#### [What to work on]
I would like you to return all of the records exactly as they stand.

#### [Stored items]
:::
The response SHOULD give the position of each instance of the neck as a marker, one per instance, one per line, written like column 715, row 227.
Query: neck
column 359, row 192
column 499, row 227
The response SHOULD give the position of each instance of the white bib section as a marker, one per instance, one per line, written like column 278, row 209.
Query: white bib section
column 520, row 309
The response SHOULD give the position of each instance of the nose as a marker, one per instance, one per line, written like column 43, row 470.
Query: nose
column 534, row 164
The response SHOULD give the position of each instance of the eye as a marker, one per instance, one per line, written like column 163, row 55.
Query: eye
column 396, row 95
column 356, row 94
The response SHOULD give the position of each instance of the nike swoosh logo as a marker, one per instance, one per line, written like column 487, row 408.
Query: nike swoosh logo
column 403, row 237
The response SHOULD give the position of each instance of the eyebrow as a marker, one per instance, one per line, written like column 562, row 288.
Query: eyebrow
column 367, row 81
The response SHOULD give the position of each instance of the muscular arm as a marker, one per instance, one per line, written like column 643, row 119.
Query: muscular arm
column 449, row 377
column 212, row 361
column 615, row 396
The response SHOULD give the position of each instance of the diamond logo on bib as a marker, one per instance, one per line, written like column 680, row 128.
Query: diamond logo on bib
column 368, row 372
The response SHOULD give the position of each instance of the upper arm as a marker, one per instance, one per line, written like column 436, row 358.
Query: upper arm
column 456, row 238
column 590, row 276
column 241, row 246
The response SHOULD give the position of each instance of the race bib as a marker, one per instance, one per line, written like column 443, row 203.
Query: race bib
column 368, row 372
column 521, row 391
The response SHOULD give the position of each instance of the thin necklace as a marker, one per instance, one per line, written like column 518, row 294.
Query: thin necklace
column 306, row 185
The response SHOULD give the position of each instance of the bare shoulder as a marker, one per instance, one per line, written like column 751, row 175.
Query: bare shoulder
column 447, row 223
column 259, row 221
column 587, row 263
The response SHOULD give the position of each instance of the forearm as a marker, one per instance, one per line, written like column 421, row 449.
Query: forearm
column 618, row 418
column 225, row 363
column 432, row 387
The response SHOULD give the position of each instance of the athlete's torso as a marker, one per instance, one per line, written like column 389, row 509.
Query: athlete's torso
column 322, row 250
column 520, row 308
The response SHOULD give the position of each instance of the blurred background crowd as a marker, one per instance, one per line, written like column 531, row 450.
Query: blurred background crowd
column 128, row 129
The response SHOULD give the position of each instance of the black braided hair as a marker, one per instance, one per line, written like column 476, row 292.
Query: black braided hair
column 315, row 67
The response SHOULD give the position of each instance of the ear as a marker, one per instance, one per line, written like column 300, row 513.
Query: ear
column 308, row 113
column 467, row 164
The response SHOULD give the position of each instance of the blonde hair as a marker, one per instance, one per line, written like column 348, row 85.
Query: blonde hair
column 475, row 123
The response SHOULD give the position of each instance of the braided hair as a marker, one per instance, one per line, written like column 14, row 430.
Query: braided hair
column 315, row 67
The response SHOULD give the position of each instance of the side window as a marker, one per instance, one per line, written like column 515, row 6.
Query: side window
:::
#### [Exercise output]
The response SHOULD give the position of each instance of the neck as a marker, one per instance, one per line, written like column 715, row 227.
Query: neck
column 359, row 192
column 499, row 227
The response SHOULD give the position of each instance of the white bib section as a marker, one per instance, one per line, written like column 278, row 209.
Query: white bib section
column 520, row 309
The response SHOULD give the position of each instance of the nose as a marker, one per instance, one per line, written like column 43, row 470.
Query: nose
column 534, row 164
The response SHOULD give the position of each instance of the eye as a marker, one per instance, one per line, written like column 163, row 55.
Query: eye
column 396, row 95
column 356, row 94
The response SHOULD give the position of each instance of the nike swoosh logo as a marker, one per instance, one per line, written like column 487, row 408.
Query: nike swoosh logo
column 403, row 237
The response SHOULD give the position of each instance of the eyebrow as a marker, one per instance, one per line, written like column 562, row 288.
Query: eyebrow
column 367, row 81
The response SHOULD give the position of each instance of the muscular arm as a marker, one per instance, one per line, written like column 643, row 119.
Query: muscular arm
column 449, row 377
column 212, row 361
column 615, row 396
The response SHOULD give the position of each instance of the diamond logo on bib as a marker, one per instance, one per line, written like column 680, row 128.
Query: diamond logo on bib
column 368, row 372
The response SHOULD give the position of each instance of the upper arm as a marker, one per instance, one per line, written like column 436, row 358.
Query: upper arm
column 456, row 238
column 590, row 276
column 241, row 246
The response SHOULD give the position of each instance of the race bib as a marker, one per instance, one per line, written like column 443, row 203.
Query: race bib
column 368, row 372
column 521, row 391
The response SHOULD give the position of each instance of the thin necklace as a marker, one per instance, one per line, written like column 518, row 294.
Query: thin necklace
column 306, row 185
The response SHOULD give the position of each instance of the bare shoulder as a marker, one per instance, one per line, written like column 751, row 175.
Query: bare shoulder
column 447, row 223
column 259, row 221
column 587, row 263
The response SHOULD give the position of each instance of the forearm as a marker, one per instance, one per line, written like column 421, row 449.
Query: forearm
column 618, row 418
column 225, row 363
column 432, row 387
The response SHOULD give the position of each instance of the athlete's torso as a marker, one per instance, one per line, written like column 389, row 509.
Query: athlete's torso
column 322, row 250
column 520, row 308
The response SHOULD give the position of each instance of the blurred background crowd as a marker, one per instance, one per line, written like column 531, row 450.
Query: blurred background crowd
column 128, row 129
The response SHOULD give the position of each instance of the black braided hair as a marker, one per instance, one per line, written like column 476, row 292.
Query: black braided hair
column 315, row 67
The response SHOULD give the position of each instance of the ear as a marker, one per instance, one per line, written like column 300, row 513.
Query: ear
column 308, row 113
column 467, row 164
The response SHOULD give the position of each instance of the blonde hair as a marker, one per instance, one per line, written like column 348, row 85.
Query: blonde hair
column 475, row 123
The response SHOULD give the position of each instance of the braided hair as a marker, one per instance, one per line, written like column 14, row 430.
Query: braided hair
column 315, row 67
The response SHOULD give the position of each instance of the side window as a marker, one per instance, one per line, written like column 515, row 6.
Query: side window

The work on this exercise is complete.